- WHAT IS ASKED
Can you write out every line of the material below, word for word and unchanged?

- DATA PROVIDED

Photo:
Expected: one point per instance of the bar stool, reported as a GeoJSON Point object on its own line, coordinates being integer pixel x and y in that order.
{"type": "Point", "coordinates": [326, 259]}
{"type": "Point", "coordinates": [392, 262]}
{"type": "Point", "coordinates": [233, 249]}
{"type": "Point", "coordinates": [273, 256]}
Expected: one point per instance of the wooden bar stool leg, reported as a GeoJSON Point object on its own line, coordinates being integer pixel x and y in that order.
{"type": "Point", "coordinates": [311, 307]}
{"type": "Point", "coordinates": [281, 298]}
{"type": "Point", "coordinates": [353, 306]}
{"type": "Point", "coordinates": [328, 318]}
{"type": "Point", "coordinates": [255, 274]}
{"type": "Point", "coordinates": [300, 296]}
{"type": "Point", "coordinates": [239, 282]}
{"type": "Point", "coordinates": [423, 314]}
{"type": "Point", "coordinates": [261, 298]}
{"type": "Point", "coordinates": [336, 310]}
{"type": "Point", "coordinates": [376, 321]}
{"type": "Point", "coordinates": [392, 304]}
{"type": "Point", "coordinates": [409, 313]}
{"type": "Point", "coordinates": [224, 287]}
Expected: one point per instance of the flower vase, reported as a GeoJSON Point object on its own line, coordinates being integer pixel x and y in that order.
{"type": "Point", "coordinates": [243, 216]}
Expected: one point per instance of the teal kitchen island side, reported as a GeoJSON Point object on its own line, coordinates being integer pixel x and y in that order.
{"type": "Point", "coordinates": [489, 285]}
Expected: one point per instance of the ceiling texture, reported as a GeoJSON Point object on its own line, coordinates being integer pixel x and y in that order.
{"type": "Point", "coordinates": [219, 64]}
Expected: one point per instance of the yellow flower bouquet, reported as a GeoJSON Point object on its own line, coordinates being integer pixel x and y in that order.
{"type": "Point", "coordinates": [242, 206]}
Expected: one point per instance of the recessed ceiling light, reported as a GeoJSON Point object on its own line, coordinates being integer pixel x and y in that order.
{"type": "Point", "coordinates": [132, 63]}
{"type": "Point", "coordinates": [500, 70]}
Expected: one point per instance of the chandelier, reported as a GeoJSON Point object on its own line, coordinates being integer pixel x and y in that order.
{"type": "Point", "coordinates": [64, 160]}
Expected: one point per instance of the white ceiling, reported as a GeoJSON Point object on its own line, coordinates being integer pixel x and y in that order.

- SOLUTION TO THE EXERCISE
Photo:
Expected: one point per instance of the bar stool, reported as a GeoJSON Point object on its own line, coordinates being integer pixel x and y in that order.
{"type": "Point", "coordinates": [326, 259]}
{"type": "Point", "coordinates": [392, 262]}
{"type": "Point", "coordinates": [233, 249]}
{"type": "Point", "coordinates": [273, 256]}
Expected: one point per instance of the wooden bar stool leg, reported as a GeoJSON Point object on its own line, coordinates being integer pixel x and y in that order.
{"type": "Point", "coordinates": [311, 307]}
{"type": "Point", "coordinates": [281, 298]}
{"type": "Point", "coordinates": [353, 306]}
{"type": "Point", "coordinates": [328, 318]}
{"type": "Point", "coordinates": [255, 274]}
{"type": "Point", "coordinates": [300, 296]}
{"type": "Point", "coordinates": [239, 282]}
{"type": "Point", "coordinates": [423, 314]}
{"type": "Point", "coordinates": [261, 298]}
{"type": "Point", "coordinates": [336, 310]}
{"type": "Point", "coordinates": [376, 321]}
{"type": "Point", "coordinates": [392, 304]}
{"type": "Point", "coordinates": [409, 313]}
{"type": "Point", "coordinates": [224, 287]}
Expected: one point per instance of the flower vase, reported as a GeoJSON Point object on its own line, coordinates being integer pixel x and y in that order.
{"type": "Point", "coordinates": [243, 216]}
Expected: one point per instance of the teal kitchen island side, reported as a GeoJSON Point object on its own line, coordinates being integer pixel x and y in that order.
{"type": "Point", "coordinates": [489, 285]}
Expected: one point per instance of the ceiling texture, reported as a GeoJSON Point object on its own line, coordinates being integer pixel x and y in that order.
{"type": "Point", "coordinates": [219, 64]}
Expected: one point per instance of the yellow flower bouquet, reported as a GeoJSON Point object on its own line, coordinates being integer pixel x and y in that order.
{"type": "Point", "coordinates": [242, 206]}
Expected: one point per instance of the recessed ceiling light, reported as a GeoJSON Point object on its own line, coordinates being integer pixel x and y in that order.
{"type": "Point", "coordinates": [132, 63]}
{"type": "Point", "coordinates": [500, 70]}
Expected: one point per instance of the chandelier, reported as a GeoJSON Point object on its own line, coordinates being integer pixel x and y in that order.
{"type": "Point", "coordinates": [64, 160]}
Expected: one point per instance of the white ceiling, reported as a GeoJSON Point object on its own line, coordinates being integer pixel x and y in that order.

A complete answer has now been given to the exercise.